____ Stored data

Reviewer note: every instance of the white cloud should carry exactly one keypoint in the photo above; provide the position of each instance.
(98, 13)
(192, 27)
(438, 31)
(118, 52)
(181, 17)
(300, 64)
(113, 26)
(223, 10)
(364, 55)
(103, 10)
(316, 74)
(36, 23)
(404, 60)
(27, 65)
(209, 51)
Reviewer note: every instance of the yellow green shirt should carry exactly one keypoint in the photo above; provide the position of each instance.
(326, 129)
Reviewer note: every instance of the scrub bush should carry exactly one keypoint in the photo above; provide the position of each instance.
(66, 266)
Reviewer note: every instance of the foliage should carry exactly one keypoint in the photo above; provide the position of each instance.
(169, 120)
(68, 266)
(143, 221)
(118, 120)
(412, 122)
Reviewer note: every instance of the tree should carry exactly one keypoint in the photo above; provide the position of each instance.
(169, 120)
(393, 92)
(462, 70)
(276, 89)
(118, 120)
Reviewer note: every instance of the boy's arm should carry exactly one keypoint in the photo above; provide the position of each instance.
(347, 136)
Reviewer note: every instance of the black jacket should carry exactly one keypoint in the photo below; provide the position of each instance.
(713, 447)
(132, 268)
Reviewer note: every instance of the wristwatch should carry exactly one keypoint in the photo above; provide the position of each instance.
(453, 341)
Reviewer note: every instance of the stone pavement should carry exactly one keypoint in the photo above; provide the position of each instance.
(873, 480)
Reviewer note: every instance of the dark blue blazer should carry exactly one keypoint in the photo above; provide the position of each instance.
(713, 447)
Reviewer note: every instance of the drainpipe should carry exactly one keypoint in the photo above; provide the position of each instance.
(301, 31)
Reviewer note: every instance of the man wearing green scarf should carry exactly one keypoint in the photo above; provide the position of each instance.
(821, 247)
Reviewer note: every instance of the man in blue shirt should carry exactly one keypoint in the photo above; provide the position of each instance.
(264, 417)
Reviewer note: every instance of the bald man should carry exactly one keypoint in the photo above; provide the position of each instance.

________

What the task asks:
Repeat the data in full, matching each line exactly.

Exercise output:
Reviewer note: every instance of the white cloud should carry exactly one keypoint in the photo above; provide the position of each instance.
(98, 13)
(192, 27)
(438, 31)
(118, 52)
(181, 17)
(300, 64)
(113, 26)
(223, 10)
(364, 55)
(103, 10)
(316, 74)
(36, 23)
(404, 60)
(27, 65)
(209, 51)
Reviewer note: every instance of the yellow green shirt should carry exactly one keypoint in the photo above; provide the position of each instance.
(326, 129)
Reviewer note: every instance of the scrub bush should carry exactly one keypoint in the photo above; provide the position of each instance.
(66, 266)
Reviewer note: every instance of the foliage should carry exactly one keypoint in the photo above; provide the position of each instance.
(169, 120)
(68, 266)
(143, 221)
(118, 120)
(412, 122)
Reviewer note: every instance of the tree should carry exactly one keypoint in the photo above; provide the position of each instance.
(169, 120)
(393, 92)
(462, 70)
(276, 89)
(118, 120)
Reviewer note: every instance of the boy's arm should carry exactly one keypoint in the photo above; provide the position of each instance.
(347, 136)
Reviewer note: every instance of the black jacket should carry exactly one keypoint in the photo below; provide the position of each instance.
(713, 447)
(132, 268)
Reviewer note: every instance of the wristwatch should carry exactly one keypoint in the photo above; provide the position of each instance.
(453, 341)
Reviewer note: every instance of the stone pavement should carry exactly one keypoint in the photo above; provide the position of each instance.
(873, 480)
Reviewer note: every instance of the dark blue blazer should carry exactly one keypoint in the photo above; provide the position of each instance.
(713, 447)
Reviewer note: every instance of the drainpipe should carry exactly one keypoint in the photo above; provide the position of each instance.
(301, 31)
Reviewer note: every instance of the man wearing green scarf should carry exactly one keypoint in the photo above; provide the position of each instance.
(821, 247)
Reviewer note: every instance of the man in blue shirt should carry exactly one keypoint in the photo above; provide the position of each instance.
(264, 417)
Reviewer note: every instance of the bald man should carry exactly one keypoint in the photo above; provide the position of each instance.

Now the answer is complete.